TEXT EXTRACT >>
============================================================
Re: [fw-general] RE: Zend_Search_Lucene - Best Practices for Indexing 100k+ articles

2007-05-14 Thread Alexander Veremyev

1) Index should be optimized (have only one segment) to make search faster.

2) Large search result is a cause of slow searching.
Do you retrieve any stored field of returned hits?

Note:
Search itself only collects documents' IDs, but retrieving any stored 
field causes full document retrieving. It hardly increases time of large 
result set retrieving.
So splitting returned result into pages and retrieving any stored info 
_only_for_current_page_ make search much more faster.


That's also good idea to store returned result (IDs and scores or only 
IDs) into an array and cache it between requests.

Documents could be retrieved with $index-getDocument($id) call.

With best regards,
   Alexander Veremyev.

Simon Gelfand wrote:

Hi Craig,

You can see a test here with 130,000 articles indexed I am getting
slow searching - 5,6 seconds.

I have added paging + max 250 hits displayed + memory caching to speed
browsing after an initial search.

Here is an example:
http://www.articlesbase.com/test-search.php?q=business+consulting+firms 
(cached)

http://www.articlesbase.com/test-search.php?q=business+ (not cached)

Any ideas of speeding the search itself?

Like limit the amount of results when searching (before it returns
like 30,000 results which I slice), minimum score for a result and so
on?

Simon

On 5/9/07, Craig Slusher [EMAIL PROTECTED] wrote:

webshark27,

When you get your articles indexed, it would be really great if you
can share your experience with searching against it. I would love to
know how well the Zend implementation of Lucene handles the load.

On 5/8/07, webshark27 [EMAIL PROTECTED] wrote:

 Hi Chris,

 Thanks for the quick response.

 Doesn't the $doc = new Zend_Search_Lucene_Document(); just 
overwrite the

 old one?

 Also I think the $index-addDocument($doc) is filling up the memory 
fast, I

 don't know exactly how to play with the MergeFactor, MaxMergeDocs and
 MaxBufferedDocs effects this issue.

 I am running 10,000 each time and then commit changes - load the script
 again and running 


 Chris Blaise wrote:
 
 
It's been a few months since I worked with this but I had 
some weird
  errors that I'm not sure if I figured out was due to running out 
of memory
  or it if it was due to some weird corruption I was seeing that 
caused the

  script to exit.
 
The fix to my problem was to free memory.  In your case try 
setting
  $doc to null when you're finished with it in the loop, right after 
the

  $index-addDocument($doc).
 
   Chris
 
 

 --
 View this message in context: 
http://www.nabble.com/Zend_Search_Lucene---Best-Practices-for-Indexing-100k%2B-articles-tf3712199s16154.html#a10385215 


 Sent from the Zend Framework mailing list archive at Nabble.com.
============================================================
(Stored items)
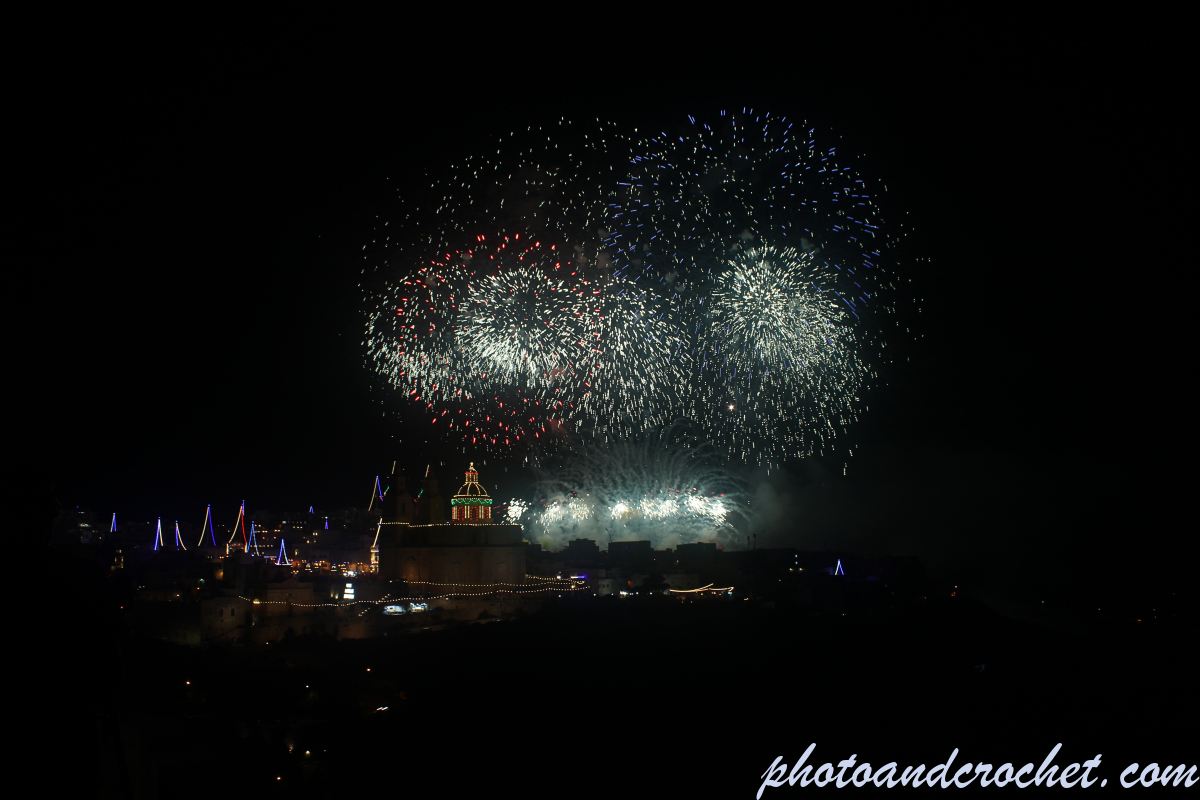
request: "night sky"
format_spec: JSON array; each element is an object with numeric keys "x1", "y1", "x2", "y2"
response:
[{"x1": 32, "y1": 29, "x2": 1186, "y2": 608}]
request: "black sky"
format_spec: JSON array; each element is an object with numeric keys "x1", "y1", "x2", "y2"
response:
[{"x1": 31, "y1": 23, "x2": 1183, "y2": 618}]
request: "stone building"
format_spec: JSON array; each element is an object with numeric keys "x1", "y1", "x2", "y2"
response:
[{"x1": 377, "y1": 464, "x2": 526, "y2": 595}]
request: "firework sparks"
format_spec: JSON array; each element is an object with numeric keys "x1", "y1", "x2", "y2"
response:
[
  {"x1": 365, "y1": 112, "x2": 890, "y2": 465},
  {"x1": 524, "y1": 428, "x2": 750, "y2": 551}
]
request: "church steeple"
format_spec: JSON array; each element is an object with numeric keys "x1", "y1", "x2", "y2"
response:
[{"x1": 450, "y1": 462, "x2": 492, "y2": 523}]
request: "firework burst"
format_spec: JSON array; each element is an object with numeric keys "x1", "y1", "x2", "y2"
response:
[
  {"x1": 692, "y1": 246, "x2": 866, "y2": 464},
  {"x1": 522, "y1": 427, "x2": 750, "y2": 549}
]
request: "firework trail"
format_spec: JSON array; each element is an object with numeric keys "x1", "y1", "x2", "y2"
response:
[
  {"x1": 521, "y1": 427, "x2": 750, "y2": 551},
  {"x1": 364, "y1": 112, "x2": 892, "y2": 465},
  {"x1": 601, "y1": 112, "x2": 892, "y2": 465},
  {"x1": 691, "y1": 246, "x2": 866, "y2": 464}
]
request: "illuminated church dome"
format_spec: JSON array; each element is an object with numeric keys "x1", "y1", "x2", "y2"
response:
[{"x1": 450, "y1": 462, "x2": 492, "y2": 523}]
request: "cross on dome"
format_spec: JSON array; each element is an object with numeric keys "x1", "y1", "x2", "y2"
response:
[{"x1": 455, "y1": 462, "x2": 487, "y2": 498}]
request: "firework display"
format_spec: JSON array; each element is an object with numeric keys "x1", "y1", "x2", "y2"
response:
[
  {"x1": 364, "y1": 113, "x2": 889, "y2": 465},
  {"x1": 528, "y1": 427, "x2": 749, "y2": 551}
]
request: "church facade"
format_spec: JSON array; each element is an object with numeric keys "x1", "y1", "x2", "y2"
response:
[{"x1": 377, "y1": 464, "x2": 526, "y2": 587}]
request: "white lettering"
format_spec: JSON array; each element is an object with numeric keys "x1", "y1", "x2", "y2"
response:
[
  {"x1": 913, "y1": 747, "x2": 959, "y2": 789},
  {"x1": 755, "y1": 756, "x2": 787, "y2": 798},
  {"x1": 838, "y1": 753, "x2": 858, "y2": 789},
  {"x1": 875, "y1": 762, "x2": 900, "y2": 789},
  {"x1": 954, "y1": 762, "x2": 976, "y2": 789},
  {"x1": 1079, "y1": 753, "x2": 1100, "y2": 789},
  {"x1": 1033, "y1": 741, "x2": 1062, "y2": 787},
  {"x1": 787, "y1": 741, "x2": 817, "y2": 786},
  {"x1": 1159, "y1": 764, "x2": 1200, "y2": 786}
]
============================================================
REQUIREMENTS >>
a: Answer these questions about the Zend_Search_Lucene thread:
(i) According to Alexander Veremyev, how many segments should an optimized index have?
(ii) What maximum number of hits did Simon Gelfand say he displays?
(iii) What does Chris Blaise suggest setting $doc to once it is no longer needed in the loop?
b: Go on with the Zend_Search_Lucene thread from the point at which it stops.
The records are separate material and form no part of the Zend_Search_Lucene thread.

ANSWERS TO THE EXERCISES >>
a:
(i) One segment.
(ii) 250 hits.
(iii) Null.

b:
--
Craig Slusher
[EMAIL PROTECTED]








Re: [fw-general] RE: Zend_Search_Lucene - Best Practices for Indexing 100k+ articles

2007-05-14 Thread webshark27

Hi Alexander,

1. I Optimized using Luke 0.6 - so there is 1 segment (183mb) a couple of
days ago.

2. The search takes 5 seconds before I display any results, just this line:

$hits  = $index-find($query);

And it returns a ton of data, not just the Document's ID.

Here: http://www.articlesbase.com/test-search2.php?q=business+consulting

Is there a way to limit the number of results returned or a minimum score?

PS. I also need to set 

ini_set(memory_limit,300M);

For the script to even run.

Thanks,

Simon


Alexander Veremyev wrote:
 
 1) Index should be optimized (have only one segment) to make search
 faster.
 
 2) Large search result is a cause of slow searching.
 Do you retrieve any stored field of returned hits?
 
 Note:
 Search itself only collects documents' IDs, but retrieving any stored 
 field causes full document retrieving. It hardly increases time of large 
 result set retrieving.
 So splitting returned result into pages and retrieving any stored info 
 _only_for_current_page_ make search much more faster.
 
 That's also good idea to store returned result (IDs and scores or only 
 IDs) into an array and cache it between requests.
 Documents could be retrieved with $index-getDocument($id) call.
 
 With best regards,
 Alexander Veremyev.
 

-- 
View this message in context: 
http://www.nabble.com/Zend_Search_Lucene---Best-Practices-for-Indexing-100k%2B-articles-tf3712199s16154.html#a10606551
Sent from the Zend Framework mailing list archive at Nabble.com.



Re: [fw-general] RE: Zend_Search_Lucene - Best Practices for Indexing 100k+ articles

2007-05-14 Thread Alexander Veremyev

webshark27 wrote:

Hi Alexander,

1. I Optimized using Luke 0.6 - so there is 1 segment (183mb) a couple of
days ago.

2. The search takes 5 seconds before I display any results, just this line:

$hits  = $index-find($query);

And it returns a ton of data, not just the Document's ID.

Here: http://www.articlesbase.com/test-search2.php?q=business+consulting


Only note:
$index-find($query) actually returns only IDs and scores. It's an array 
of QueryHit objects.


QueryHit object contains only ID ans Score fields initially, but 
automatically retrieves document from an index when any stored field is 
retrieved via QueryHit property.



Is there a way to limit the number of results returned or a minimum score?


Zend_Search_Lucene needs to calculate all scores to limit search results 
by scores. So it doesn't help.


Apache Lucene has special weight implementation which returns results in 
 document id order. It may help to limit search result, but it's not 
implemented in Zend_Search_Lucene now.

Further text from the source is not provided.